• Document text:

America’s next ‘energy diplomat’ must thread a difficult needle
The next Assistant Secretary of State for Energy Resources will assume the office at a pivotal time both in terms of U.S. energy security and global economic statecraft. The role has no rulebook, training program, or safety net — but it is critical for America and free nations around the world that our next “energy diplomat” succeed.
The State Department is the foundation of America’s security apparatus, and energy diplomacy is — at its core — a matter of national security.
Throughout history, nations have sought to coerce rivals by restricting or controlling critical resources. Secretary of State Henry Kissinger understood this lesson well. In response to the 1970s oil embargo, he co-founded the International Energy Agency in order to provide a countermeasure against the “oil weapon.” Today, America’s private sector-led energy abundance offers countries an alternative to Russian energy dependence and a buffer against countries like Iran that use oil sales to fund terrorism.
The clean energy transition does not abolish this realpolitik of energy and resource diplomacy. Rather, it calls into question who will control the commanding heights of the new economy, and under what rules. Clean energy technologies — like solar, wind and batteries — require significant quantities of critical minerals, processing capabilities, and manufacturing at scale. Over the last two decades, the U.S. and Europe, hungry for cheap goods, effectively outsourced all three of these core industries to China — which saw an opportunity and focused its state industrial policies to control the supply chain, including through communist party-controlled and Belt and Road-branded mining projects.

[Dataset entries]
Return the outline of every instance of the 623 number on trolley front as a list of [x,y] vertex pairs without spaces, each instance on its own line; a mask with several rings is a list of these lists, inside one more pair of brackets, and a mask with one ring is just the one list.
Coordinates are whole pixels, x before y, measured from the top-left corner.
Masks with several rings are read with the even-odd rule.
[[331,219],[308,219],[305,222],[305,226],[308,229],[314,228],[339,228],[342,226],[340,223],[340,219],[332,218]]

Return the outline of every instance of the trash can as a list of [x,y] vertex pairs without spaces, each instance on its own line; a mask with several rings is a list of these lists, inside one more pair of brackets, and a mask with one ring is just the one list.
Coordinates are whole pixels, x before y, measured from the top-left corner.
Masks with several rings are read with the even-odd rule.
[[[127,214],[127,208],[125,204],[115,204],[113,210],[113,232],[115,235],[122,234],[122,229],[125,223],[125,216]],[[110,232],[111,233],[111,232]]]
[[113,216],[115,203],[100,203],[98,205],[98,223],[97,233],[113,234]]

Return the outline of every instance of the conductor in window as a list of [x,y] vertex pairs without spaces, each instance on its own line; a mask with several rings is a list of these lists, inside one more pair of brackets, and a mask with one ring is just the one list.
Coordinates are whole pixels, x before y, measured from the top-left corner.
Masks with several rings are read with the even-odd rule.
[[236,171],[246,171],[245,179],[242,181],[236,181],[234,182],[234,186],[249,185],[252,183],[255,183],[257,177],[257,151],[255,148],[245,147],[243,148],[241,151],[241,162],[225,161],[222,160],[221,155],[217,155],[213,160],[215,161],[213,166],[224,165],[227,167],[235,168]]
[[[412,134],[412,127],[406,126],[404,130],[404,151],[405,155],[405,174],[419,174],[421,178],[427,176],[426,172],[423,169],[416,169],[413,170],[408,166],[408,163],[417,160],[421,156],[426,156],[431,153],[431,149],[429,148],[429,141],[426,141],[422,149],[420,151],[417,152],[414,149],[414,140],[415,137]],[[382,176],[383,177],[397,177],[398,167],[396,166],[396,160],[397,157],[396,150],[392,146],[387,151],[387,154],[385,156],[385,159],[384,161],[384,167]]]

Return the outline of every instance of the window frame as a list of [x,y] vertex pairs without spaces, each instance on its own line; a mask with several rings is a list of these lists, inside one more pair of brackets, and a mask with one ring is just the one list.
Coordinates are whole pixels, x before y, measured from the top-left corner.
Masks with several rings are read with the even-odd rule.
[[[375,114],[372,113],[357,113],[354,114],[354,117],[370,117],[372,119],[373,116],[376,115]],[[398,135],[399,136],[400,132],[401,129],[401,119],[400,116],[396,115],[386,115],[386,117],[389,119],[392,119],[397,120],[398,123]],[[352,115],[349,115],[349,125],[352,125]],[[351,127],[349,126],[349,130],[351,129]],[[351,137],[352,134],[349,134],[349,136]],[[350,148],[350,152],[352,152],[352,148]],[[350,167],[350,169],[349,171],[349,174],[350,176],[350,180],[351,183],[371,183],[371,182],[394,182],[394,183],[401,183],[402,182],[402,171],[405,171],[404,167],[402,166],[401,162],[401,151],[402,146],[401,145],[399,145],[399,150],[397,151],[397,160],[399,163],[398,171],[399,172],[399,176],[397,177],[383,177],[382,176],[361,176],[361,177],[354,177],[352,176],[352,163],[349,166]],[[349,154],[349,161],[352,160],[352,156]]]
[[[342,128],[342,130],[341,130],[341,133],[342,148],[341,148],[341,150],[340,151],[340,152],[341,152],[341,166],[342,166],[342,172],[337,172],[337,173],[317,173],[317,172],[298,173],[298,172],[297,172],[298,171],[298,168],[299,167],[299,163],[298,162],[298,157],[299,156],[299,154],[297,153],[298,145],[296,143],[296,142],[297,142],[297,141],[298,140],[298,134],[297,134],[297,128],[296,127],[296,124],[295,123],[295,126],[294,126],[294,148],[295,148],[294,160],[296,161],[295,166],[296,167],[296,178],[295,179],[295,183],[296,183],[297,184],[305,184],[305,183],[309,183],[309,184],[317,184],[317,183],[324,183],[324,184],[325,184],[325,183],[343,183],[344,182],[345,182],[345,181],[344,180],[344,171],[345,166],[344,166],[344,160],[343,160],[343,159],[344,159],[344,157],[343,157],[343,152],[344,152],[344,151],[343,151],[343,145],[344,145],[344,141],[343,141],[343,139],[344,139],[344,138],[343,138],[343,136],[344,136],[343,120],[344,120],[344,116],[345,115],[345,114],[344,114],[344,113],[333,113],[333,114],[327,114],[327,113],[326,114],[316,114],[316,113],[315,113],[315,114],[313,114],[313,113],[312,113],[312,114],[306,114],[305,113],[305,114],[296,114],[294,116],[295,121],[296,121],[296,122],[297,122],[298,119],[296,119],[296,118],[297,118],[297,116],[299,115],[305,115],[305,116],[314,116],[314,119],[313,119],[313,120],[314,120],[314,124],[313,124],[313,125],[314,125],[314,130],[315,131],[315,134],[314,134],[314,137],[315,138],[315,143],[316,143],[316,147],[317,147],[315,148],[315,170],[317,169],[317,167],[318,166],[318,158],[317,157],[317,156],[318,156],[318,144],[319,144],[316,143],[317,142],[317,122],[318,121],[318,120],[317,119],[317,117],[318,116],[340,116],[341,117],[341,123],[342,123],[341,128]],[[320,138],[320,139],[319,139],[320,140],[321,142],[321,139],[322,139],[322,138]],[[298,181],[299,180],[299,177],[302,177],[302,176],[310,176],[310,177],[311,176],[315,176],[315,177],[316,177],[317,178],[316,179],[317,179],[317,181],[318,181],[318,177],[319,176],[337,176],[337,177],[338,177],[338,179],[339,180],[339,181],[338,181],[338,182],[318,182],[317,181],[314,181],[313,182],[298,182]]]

• What to do:
1) In the article on energy diplomacy, what did Henry Kissinger co-found in response to the 1970s oil embargo?
2) Repeat the part of the article on energy diplomacy that opens with the words containing "The State Department" and closes with "to fund terrorism.".
The records have nothing to do with this.

• Answers to the exercise:
1) The International Energy Agency.

2)
The State Department is the foundation of America’s security apparatus, and energy diplomacy is — at its core — a matter of national security.
Throughout history, nations have sought to coerce rivals by restricting or controlling critical resources. Secretary of State Henry Kissinger understood this lesson well. In response to the 1970s oil embargo, he co-founded the International Energy Agency in order to provide a countermeasure against the “oil weapon.” Today, America’s private sector-led energy abundance offers countries an alternative to Russian energy dependence and a buffer against countries like Iran that use oil sales to fund terrorism.